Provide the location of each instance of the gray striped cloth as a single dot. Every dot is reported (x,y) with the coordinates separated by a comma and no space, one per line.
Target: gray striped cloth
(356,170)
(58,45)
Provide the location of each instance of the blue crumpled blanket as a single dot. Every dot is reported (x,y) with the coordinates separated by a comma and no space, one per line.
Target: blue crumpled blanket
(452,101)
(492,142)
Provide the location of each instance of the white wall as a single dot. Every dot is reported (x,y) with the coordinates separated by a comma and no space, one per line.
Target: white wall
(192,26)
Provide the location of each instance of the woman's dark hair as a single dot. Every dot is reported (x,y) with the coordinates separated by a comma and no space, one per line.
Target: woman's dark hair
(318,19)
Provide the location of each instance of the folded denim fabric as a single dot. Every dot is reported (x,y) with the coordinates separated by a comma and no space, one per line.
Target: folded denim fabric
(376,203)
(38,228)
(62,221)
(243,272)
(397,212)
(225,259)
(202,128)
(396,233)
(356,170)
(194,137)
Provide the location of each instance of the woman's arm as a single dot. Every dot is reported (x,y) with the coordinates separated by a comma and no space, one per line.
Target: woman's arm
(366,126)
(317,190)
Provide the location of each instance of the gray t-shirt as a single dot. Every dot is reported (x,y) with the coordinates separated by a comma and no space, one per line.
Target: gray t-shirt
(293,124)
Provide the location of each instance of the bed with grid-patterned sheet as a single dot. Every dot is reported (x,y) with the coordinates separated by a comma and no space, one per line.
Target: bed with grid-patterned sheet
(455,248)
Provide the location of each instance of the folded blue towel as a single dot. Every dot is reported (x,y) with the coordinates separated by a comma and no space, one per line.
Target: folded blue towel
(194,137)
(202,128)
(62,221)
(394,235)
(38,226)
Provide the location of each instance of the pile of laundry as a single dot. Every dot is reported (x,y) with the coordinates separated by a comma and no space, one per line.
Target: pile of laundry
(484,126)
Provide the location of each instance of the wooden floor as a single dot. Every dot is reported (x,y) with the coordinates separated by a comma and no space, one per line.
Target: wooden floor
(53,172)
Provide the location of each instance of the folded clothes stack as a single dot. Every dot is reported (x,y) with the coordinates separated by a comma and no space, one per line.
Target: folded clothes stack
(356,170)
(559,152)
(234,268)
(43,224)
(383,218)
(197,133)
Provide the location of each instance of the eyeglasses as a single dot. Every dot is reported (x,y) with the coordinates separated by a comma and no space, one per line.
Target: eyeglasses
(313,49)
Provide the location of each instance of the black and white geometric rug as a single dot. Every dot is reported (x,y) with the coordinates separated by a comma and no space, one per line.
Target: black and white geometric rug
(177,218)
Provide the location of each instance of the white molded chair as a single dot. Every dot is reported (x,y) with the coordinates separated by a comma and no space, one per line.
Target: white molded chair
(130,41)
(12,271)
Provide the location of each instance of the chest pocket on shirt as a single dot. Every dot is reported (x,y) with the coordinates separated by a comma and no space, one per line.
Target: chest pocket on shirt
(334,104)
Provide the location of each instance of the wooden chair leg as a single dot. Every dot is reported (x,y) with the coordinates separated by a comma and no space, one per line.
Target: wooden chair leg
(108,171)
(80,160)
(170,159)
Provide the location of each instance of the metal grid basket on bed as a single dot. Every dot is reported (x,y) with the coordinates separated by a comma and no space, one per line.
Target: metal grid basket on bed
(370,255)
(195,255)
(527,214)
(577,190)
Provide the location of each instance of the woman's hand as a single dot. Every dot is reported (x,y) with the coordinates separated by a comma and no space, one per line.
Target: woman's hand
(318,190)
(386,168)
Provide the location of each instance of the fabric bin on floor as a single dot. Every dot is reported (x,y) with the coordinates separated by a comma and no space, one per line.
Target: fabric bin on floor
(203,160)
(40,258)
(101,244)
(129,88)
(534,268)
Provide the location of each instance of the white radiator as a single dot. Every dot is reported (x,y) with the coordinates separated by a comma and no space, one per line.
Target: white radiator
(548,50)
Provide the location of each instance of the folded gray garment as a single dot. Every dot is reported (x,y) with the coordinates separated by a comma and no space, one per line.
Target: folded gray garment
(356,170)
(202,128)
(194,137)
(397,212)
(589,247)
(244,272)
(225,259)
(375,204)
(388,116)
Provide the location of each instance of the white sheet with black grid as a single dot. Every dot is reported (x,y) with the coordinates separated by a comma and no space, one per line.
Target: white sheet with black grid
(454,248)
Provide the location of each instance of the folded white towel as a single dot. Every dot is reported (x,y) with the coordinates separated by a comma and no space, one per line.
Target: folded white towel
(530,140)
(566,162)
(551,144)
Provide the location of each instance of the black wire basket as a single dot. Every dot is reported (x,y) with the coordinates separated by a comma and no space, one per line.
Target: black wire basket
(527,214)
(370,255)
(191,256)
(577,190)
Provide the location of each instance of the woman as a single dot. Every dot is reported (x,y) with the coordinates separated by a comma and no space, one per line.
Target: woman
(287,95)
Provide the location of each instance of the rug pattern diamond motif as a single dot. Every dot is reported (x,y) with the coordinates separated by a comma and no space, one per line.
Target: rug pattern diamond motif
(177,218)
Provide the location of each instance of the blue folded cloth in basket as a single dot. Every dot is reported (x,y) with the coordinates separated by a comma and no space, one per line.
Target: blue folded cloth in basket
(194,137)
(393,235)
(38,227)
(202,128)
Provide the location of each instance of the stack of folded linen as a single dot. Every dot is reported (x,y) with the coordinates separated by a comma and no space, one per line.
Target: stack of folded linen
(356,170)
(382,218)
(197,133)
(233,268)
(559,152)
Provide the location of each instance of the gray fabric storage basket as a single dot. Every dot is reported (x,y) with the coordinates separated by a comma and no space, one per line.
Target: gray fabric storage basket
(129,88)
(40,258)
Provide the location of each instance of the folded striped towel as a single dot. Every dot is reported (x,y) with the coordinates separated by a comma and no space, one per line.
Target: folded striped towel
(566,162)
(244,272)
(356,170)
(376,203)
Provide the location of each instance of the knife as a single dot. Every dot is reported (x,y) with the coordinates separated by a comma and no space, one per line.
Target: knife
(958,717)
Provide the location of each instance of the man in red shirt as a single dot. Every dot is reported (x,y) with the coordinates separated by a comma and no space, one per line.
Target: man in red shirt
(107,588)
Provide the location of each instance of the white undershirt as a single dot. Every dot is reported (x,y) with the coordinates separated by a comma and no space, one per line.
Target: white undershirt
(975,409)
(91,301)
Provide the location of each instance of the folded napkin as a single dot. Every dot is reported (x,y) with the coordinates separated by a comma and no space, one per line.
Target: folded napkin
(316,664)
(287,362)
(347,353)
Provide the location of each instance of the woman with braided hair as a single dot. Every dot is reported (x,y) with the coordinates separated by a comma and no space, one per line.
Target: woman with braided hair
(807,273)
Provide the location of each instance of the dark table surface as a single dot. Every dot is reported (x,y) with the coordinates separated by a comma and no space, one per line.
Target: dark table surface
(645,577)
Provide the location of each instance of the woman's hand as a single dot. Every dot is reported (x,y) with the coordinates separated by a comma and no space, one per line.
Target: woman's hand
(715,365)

======

### Exercise aim
Repeat exactly the lines starting at the line with "Provide the location of each instance of the man" and ending with the final line of the entries. Include nothing else.

### Output of the task
Provide the location of each instance of the man in red shirt as a single dot. Every dot is reported (x,y) with the coordinates separated by a comma and no space, one per line.
Target: man in red shirt
(107,588)
Provide the location of each instance of the white undershirt as a single dot. Every dot is reported (x,y) with the coordinates separated by a comma and no space, one per line.
Target: white undershirt
(975,409)
(91,301)
Provide the location of each instance of the folded napkin as a single dot. Every dot is reported (x,y) with the coordinates separated by a comma and no space, one per line.
Target: folded napkin
(316,664)
(287,362)
(347,353)
Provide the location of each instance of the woman with braided hair as a single dot. Every dot is reported (x,y) with the coordinates separated by a comma and no space, one per line.
Target: woman with braided hair
(807,273)
Provide the location of each instance of the dark table surface as a single dot. Every dot is reported (x,y) with the coordinates separated by a comma and no space, one per line.
Target: dark table surface
(645,577)
Provide the location of each instance of the woman's hand as a single dot. Every dot is reported (x,y) with the coordinates separated by a comma and no space, one per line.
Target: woman's hand
(715,365)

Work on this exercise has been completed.